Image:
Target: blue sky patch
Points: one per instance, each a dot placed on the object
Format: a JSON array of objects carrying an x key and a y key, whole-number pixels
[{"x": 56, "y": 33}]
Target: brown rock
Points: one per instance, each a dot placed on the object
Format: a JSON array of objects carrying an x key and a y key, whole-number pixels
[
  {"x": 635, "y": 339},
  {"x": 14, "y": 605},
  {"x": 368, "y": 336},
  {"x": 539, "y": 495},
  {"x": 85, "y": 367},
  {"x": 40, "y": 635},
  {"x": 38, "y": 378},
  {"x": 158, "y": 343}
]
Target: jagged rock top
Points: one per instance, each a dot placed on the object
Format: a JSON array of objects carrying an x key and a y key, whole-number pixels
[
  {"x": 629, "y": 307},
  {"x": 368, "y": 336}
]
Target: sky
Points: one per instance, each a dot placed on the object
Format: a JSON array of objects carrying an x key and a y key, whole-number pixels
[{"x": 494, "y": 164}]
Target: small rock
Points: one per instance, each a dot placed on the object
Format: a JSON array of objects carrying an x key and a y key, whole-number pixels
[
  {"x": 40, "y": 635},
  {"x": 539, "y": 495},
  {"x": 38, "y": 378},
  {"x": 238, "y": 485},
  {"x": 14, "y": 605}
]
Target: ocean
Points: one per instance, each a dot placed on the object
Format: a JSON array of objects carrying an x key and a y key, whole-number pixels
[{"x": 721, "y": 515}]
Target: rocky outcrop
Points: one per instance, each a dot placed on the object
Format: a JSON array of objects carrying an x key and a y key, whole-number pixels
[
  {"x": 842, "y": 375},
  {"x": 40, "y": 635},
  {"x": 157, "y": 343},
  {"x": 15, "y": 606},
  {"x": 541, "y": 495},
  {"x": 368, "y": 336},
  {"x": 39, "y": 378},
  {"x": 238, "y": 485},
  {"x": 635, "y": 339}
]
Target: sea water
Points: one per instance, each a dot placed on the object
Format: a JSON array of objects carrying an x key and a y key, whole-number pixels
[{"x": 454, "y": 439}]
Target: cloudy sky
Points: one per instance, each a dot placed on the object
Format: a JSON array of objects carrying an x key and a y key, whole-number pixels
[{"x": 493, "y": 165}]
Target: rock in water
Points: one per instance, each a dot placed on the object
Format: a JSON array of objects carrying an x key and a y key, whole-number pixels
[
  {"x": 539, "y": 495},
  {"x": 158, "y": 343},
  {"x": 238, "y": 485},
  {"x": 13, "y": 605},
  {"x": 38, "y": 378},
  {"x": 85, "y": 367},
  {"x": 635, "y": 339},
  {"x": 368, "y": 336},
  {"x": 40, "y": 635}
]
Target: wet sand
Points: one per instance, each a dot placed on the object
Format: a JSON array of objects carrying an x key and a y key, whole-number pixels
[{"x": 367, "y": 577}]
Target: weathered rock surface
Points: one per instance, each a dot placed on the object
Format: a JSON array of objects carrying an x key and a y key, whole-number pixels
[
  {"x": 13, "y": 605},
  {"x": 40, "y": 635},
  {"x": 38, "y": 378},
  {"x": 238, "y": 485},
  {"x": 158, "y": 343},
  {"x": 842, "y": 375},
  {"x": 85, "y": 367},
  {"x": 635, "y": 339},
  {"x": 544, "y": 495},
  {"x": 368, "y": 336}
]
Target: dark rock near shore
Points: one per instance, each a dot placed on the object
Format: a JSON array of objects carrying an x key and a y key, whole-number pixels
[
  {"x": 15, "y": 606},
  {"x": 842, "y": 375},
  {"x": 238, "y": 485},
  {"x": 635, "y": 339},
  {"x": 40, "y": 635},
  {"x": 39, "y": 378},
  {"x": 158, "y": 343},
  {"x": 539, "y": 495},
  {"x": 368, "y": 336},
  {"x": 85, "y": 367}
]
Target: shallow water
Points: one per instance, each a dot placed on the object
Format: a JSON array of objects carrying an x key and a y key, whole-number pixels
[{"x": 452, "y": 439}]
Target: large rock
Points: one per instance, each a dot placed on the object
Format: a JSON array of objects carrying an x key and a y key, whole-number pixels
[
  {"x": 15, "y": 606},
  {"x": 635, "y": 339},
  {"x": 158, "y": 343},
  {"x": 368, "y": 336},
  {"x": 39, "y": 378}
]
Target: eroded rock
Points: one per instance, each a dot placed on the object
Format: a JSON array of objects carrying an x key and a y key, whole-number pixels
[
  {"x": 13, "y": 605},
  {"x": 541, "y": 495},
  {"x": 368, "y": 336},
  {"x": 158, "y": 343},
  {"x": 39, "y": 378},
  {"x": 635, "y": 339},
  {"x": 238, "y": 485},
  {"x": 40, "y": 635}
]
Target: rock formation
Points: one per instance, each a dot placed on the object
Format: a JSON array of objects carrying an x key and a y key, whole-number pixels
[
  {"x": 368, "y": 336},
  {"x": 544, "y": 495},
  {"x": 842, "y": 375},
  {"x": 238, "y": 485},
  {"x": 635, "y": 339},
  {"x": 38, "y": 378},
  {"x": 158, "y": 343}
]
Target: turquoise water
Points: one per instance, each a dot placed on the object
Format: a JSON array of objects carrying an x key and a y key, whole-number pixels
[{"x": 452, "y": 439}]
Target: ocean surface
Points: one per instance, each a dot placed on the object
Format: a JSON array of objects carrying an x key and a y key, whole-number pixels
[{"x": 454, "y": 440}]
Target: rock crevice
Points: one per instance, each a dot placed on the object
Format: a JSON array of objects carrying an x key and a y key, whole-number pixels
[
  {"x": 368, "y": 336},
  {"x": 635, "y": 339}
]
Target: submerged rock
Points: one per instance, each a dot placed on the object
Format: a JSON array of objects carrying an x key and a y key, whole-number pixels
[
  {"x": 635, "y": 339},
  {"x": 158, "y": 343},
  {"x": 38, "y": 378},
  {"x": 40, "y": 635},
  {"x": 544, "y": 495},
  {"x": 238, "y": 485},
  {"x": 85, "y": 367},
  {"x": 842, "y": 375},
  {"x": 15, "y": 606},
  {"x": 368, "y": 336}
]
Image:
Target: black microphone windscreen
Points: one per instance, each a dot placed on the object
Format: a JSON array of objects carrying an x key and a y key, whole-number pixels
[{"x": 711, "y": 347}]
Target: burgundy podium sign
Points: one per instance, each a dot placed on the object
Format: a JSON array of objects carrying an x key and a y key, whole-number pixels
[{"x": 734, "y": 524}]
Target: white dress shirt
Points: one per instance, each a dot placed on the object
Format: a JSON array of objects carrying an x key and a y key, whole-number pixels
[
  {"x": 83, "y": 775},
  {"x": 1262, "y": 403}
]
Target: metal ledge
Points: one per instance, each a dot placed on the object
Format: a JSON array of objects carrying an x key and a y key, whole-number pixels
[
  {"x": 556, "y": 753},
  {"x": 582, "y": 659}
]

================

PROBLEM DESCRIPTION → Using the material above, find each line that holds "surface" and copy that line.

SOLUTION TO THIS PROBLEM →
Target: weathered rock surface
Target: ocean surface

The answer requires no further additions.